(GIVEN PROBLEM A)
According to the fund portfolio update, which team manages the portfolio?

(DOCUMENT SEGMENT)
-------------------------

Portfolio Update - Ordinary Shares

RNS Number : 7149N
NB Distressed Debt Invest. Fd. Ltd
11 May 2018
 

11 May 2018

 

NB Distressed Debt Investment Fund Limited

 

Portfolio Update - Ordinary Shares

 

NB Distressed Debt Investment Fund Limited's ("NBDDIF") primary objective is to provide investors with attractive risk-adjusted returns through long-biased, opportunistic stressed, distressed and special situation credit-related investments while seeking to limit downside risk.

 

NBDDIF's holdings are diversified across distressed, stressed and special situations investments, with a focus on senior debt backed by hard assets. The portfolio is managed by the Distressed Debt team at Neuberger Berman, which sits within what we believe is one of the largest and most experienced non-investment grade credit teams in the industry.

-------------------------

(GIVEN PROBLEM B)
From the records below, pull out each line that contains the string "reflection".

(PROVIDED RECORDS)
-------------------------

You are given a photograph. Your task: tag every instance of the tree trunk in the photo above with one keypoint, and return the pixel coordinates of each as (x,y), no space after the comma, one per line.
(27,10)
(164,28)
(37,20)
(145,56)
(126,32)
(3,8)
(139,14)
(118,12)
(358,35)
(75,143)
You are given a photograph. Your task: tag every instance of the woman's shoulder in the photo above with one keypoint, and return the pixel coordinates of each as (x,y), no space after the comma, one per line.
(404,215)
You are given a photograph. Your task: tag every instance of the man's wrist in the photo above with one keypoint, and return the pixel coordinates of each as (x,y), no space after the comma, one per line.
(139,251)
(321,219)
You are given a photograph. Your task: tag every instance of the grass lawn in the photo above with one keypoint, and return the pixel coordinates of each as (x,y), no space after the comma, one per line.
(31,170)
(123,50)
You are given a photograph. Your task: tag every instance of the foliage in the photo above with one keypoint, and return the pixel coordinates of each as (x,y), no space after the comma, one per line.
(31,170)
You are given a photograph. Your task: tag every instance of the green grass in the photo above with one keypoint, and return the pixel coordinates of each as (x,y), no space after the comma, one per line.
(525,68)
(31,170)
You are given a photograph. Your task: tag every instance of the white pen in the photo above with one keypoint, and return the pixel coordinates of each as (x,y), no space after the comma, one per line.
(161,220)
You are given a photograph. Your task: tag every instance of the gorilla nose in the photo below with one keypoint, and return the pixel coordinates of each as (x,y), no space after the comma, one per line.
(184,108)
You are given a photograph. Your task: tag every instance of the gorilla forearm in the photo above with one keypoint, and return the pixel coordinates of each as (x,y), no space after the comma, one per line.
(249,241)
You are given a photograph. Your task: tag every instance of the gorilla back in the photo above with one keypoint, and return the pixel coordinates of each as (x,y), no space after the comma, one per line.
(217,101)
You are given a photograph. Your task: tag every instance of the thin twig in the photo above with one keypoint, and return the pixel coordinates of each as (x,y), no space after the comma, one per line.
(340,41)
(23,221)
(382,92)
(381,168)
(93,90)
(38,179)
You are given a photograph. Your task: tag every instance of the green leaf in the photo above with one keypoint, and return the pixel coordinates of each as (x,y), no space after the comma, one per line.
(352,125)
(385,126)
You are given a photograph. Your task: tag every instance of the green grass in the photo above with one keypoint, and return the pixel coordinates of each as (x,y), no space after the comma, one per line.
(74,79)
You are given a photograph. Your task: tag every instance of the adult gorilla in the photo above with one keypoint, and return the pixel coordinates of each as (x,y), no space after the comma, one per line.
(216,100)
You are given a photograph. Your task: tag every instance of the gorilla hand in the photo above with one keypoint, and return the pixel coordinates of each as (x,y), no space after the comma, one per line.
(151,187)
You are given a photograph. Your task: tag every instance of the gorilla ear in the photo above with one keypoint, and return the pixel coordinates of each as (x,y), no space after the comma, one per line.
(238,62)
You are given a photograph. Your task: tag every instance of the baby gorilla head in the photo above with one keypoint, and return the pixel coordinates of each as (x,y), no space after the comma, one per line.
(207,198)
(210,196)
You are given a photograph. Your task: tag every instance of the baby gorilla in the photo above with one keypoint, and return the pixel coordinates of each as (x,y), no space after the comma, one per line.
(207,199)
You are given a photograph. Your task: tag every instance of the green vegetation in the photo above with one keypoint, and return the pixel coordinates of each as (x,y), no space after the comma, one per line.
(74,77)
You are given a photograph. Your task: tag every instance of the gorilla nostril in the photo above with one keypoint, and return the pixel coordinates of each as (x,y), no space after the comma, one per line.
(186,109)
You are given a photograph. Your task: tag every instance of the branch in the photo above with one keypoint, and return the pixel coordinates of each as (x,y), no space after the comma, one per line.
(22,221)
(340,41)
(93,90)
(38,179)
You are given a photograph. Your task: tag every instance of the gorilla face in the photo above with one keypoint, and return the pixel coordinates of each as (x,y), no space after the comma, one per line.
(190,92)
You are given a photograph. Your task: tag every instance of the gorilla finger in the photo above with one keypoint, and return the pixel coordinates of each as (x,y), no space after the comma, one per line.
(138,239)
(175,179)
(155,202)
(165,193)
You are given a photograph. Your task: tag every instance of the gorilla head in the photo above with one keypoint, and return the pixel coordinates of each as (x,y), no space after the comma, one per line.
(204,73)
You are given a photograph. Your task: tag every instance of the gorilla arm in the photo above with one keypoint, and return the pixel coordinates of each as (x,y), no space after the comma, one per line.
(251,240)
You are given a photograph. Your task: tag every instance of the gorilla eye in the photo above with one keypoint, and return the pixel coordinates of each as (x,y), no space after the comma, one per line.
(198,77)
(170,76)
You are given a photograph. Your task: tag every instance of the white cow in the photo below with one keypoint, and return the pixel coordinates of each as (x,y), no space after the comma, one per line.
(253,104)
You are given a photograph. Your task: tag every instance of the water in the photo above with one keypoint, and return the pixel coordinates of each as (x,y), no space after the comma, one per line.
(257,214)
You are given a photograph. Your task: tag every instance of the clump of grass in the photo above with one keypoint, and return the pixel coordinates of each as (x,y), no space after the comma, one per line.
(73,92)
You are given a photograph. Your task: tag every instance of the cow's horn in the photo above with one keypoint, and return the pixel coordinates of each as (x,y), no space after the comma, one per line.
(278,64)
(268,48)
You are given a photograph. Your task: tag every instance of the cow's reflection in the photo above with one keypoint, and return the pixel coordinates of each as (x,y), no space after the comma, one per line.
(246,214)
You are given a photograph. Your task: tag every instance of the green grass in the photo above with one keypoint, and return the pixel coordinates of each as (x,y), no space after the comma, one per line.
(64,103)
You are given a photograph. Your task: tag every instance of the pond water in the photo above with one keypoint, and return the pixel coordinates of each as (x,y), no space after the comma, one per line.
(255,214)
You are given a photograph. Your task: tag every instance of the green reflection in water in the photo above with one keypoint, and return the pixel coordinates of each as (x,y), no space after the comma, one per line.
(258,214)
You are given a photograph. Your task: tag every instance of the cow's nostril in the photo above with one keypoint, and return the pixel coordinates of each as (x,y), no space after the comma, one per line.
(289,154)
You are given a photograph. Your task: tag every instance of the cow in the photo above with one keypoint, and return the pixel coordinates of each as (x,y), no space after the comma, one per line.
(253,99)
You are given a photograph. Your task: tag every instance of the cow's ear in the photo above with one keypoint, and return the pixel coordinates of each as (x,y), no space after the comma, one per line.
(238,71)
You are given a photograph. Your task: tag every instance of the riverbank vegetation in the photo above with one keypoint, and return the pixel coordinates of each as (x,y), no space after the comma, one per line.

-------------------------

(REPLY A)
The Distressed Debt team at Neuberger Berman manages it.

(REPLY B)
You are given a photograph. Your task: tag every instance of the cow's reflection in the photo above with one keypoint, and return the pixel coordinates of each as (x,y), no space after the comma, one per line.
You are given a photograph. Your task: tag every instance of the green reflection in water in the photo above with one keypoint, and return the pixel coordinates of each as (x,y), no space after the comma, one per line.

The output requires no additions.